PROVIDED ENTRIES:
§ §

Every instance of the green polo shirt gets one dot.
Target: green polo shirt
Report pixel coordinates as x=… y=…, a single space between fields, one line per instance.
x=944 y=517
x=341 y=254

§ §

WHAT IS ASKED: Rewrite the data above, putting "red polo shirt" wherever "green polo shirt" appears and changing nothing else.

THE RESULT:
Every instance of the red polo shirt gets one dot.
Target: red polo shirt
Report pixel coordinates as x=… y=…, a single space between fields, one line per instance.
x=944 y=517
x=341 y=254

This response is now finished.